◆ **What is needed**
Quote the lines of the items below verbatim, starting at the line that contains "For the benchmark, spot each instance of the light" and continuing through the end of the items. Leave the pictures out of your answer.

-- start of Data in this exercise --

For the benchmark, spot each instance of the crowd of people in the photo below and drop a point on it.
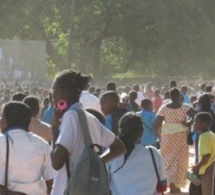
(142, 132)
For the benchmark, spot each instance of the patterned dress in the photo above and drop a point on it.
(174, 147)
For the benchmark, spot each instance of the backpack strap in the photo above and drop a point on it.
(156, 170)
(85, 132)
(84, 127)
(7, 164)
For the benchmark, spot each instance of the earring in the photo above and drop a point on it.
(62, 105)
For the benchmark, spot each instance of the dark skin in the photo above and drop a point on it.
(4, 126)
(201, 127)
(59, 153)
(175, 104)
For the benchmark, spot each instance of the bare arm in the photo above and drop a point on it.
(117, 148)
(204, 160)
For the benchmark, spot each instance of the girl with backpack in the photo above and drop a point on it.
(68, 142)
(134, 172)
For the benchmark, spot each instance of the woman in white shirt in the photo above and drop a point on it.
(134, 172)
(29, 168)
(68, 141)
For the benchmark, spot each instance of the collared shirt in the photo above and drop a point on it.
(29, 162)
(70, 137)
(138, 175)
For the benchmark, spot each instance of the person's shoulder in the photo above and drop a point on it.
(37, 139)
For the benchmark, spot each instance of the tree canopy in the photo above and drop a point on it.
(118, 37)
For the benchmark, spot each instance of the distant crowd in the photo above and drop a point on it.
(143, 134)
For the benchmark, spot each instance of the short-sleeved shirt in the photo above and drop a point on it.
(29, 162)
(71, 138)
(138, 175)
(206, 146)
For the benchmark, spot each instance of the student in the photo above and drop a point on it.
(134, 172)
(67, 138)
(157, 102)
(172, 84)
(111, 86)
(45, 105)
(88, 100)
(30, 170)
(186, 97)
(140, 95)
(36, 126)
(148, 117)
(110, 107)
(205, 167)
(132, 105)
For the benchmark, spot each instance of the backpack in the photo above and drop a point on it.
(90, 176)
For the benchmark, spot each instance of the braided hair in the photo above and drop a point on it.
(130, 129)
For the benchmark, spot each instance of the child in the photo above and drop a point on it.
(68, 141)
(133, 172)
(186, 97)
(157, 100)
(148, 117)
(205, 167)
(110, 107)
(132, 105)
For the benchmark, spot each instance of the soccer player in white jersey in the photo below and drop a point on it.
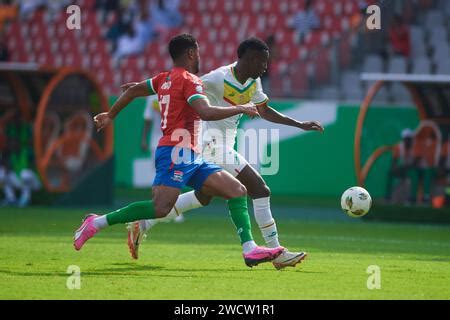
(228, 86)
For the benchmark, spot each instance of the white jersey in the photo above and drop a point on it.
(223, 89)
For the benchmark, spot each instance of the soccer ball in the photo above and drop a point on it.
(356, 202)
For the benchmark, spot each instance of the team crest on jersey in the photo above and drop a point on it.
(166, 85)
(178, 176)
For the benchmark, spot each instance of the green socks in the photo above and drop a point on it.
(239, 215)
(133, 212)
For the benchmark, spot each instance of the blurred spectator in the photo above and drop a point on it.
(130, 43)
(106, 6)
(305, 21)
(399, 37)
(403, 163)
(4, 53)
(166, 15)
(119, 27)
(16, 167)
(28, 7)
(426, 153)
(145, 28)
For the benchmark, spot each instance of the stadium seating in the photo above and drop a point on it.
(219, 26)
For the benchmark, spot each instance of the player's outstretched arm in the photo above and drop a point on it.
(213, 113)
(140, 89)
(272, 115)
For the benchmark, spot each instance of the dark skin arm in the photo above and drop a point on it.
(212, 113)
(270, 114)
(202, 106)
(145, 131)
(104, 119)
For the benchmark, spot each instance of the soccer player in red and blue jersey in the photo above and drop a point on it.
(183, 106)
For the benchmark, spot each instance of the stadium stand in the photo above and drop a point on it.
(323, 60)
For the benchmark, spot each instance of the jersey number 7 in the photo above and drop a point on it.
(164, 103)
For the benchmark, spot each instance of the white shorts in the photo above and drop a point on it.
(225, 157)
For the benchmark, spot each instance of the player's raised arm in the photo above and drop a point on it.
(140, 89)
(272, 115)
(213, 113)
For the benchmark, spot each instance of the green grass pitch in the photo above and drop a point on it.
(201, 259)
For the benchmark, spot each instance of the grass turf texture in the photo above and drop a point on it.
(201, 259)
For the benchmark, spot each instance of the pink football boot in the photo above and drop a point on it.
(85, 232)
(261, 254)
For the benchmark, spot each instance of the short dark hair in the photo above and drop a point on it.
(252, 44)
(180, 43)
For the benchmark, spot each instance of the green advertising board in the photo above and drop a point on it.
(310, 163)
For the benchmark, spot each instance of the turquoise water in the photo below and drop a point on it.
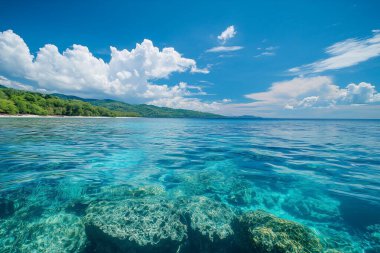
(324, 174)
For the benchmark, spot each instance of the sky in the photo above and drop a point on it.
(288, 59)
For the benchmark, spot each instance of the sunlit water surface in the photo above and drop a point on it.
(324, 174)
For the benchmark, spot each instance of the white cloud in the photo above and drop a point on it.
(268, 51)
(227, 34)
(128, 74)
(312, 92)
(224, 49)
(344, 54)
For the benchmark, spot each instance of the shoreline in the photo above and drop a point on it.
(58, 116)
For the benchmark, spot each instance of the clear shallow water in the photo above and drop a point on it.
(324, 174)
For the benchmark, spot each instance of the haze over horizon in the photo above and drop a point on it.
(271, 59)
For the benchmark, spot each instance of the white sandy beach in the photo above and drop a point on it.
(56, 116)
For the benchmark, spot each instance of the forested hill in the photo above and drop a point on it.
(144, 110)
(14, 101)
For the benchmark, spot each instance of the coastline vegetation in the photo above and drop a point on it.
(13, 102)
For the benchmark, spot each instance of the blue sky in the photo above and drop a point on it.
(286, 58)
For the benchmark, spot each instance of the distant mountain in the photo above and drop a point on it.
(143, 110)
(14, 101)
(245, 117)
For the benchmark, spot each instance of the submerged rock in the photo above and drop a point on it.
(262, 232)
(338, 240)
(6, 208)
(148, 225)
(210, 224)
(373, 235)
(317, 207)
(56, 233)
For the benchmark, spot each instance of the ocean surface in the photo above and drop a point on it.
(324, 174)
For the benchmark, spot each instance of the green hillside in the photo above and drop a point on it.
(144, 110)
(14, 101)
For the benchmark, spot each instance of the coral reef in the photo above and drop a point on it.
(56, 233)
(209, 224)
(262, 232)
(148, 225)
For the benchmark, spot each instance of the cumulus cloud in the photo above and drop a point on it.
(76, 71)
(344, 54)
(312, 92)
(224, 49)
(227, 34)
(268, 51)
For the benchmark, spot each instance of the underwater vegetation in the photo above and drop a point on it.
(147, 218)
(137, 186)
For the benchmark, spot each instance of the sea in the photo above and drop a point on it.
(61, 179)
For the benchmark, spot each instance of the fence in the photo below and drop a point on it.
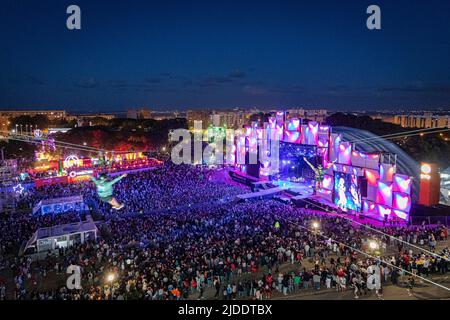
(444, 220)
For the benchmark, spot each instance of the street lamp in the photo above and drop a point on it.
(373, 245)
(110, 278)
(315, 225)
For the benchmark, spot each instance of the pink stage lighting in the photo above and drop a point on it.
(327, 182)
(292, 136)
(294, 125)
(402, 183)
(384, 210)
(402, 202)
(402, 215)
(372, 177)
(345, 152)
(370, 207)
(384, 193)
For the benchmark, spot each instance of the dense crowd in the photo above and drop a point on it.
(175, 241)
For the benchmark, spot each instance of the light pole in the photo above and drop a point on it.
(110, 279)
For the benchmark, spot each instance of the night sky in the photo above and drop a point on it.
(217, 54)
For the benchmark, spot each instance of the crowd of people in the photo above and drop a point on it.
(183, 235)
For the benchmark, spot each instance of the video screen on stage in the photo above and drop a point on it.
(292, 163)
(346, 191)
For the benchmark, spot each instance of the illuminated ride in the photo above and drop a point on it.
(343, 176)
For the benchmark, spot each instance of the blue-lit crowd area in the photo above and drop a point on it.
(218, 232)
(331, 218)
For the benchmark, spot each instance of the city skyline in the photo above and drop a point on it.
(173, 55)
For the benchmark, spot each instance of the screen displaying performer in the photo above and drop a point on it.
(346, 191)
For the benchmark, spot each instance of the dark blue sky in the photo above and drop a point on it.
(212, 54)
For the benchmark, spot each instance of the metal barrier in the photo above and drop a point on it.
(431, 220)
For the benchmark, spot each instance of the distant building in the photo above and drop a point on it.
(198, 115)
(426, 120)
(318, 115)
(50, 114)
(142, 113)
(4, 123)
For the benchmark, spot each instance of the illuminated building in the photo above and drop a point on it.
(430, 184)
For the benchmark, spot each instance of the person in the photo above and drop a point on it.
(105, 189)
(319, 172)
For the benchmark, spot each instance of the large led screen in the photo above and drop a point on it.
(346, 191)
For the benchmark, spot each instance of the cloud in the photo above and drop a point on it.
(254, 90)
(35, 81)
(87, 83)
(118, 84)
(417, 87)
(238, 74)
(152, 81)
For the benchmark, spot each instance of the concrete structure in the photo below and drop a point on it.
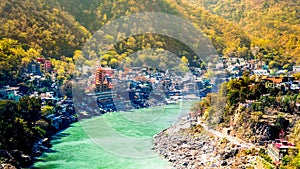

-- end of Data in this exercise --

◆ **Answer below**
For the benchmark, spot each instance of the light pole in the photo above and drop a point on it.
(110, 279)
For the benchmark, spot each instance of the night sky in the photo above and drop a point on it.
(217, 54)
For the benchmark, spot each instance of the crowd of people in the photo above and drop a point on it.
(183, 235)
For the benchmark, spot each instance of the video screen on stage in the photo above and drop a point on it.
(292, 163)
(346, 191)
For the benchmark, spot each instance of the illuminated ride in the photo above and drop a point on it.
(343, 176)
For the benchmark, spot each instance of the blue-lit crowd area in the photo above and drop a point on it.
(218, 232)
(331, 218)
For the benchmark, spot each instance of the city skyline in the photo above and drop a point on it.
(173, 55)
For the benchmark, spot each instance of the screen displaying performer in the photo above and drop a point on it.
(346, 191)
For the benchmark, spot each instance of the dark blue sky in the photo above and drop a point on it.
(212, 54)
For the benchmark, spot each instance of the metal barrier in the photo above and drop a point on it.
(431, 220)
For the benchmark, spot each instance of the distant building in the photo above and drop a point on it.
(198, 115)
(426, 120)
(318, 115)
(50, 114)
(142, 113)
(4, 123)
For the benchmark, spot each instance of the illuminated building in the photo above and drop a point on it.
(430, 184)
For the benchmark, spot each instance of the person in the photo above and drop a point on it.
(105, 189)
(319, 172)
For the benchmark, spot each instance of the large led screen in the photo above and drop a point on it.
(346, 191)
For the benchmark, spot each instance of the cloud in the photo above and drop a point on it.
(254, 90)
(35, 81)
(87, 83)
(118, 84)
(417, 87)
(238, 74)
(152, 81)
For the benchmark, spot each instance of the concrete structure in the photo below and drop a point on it.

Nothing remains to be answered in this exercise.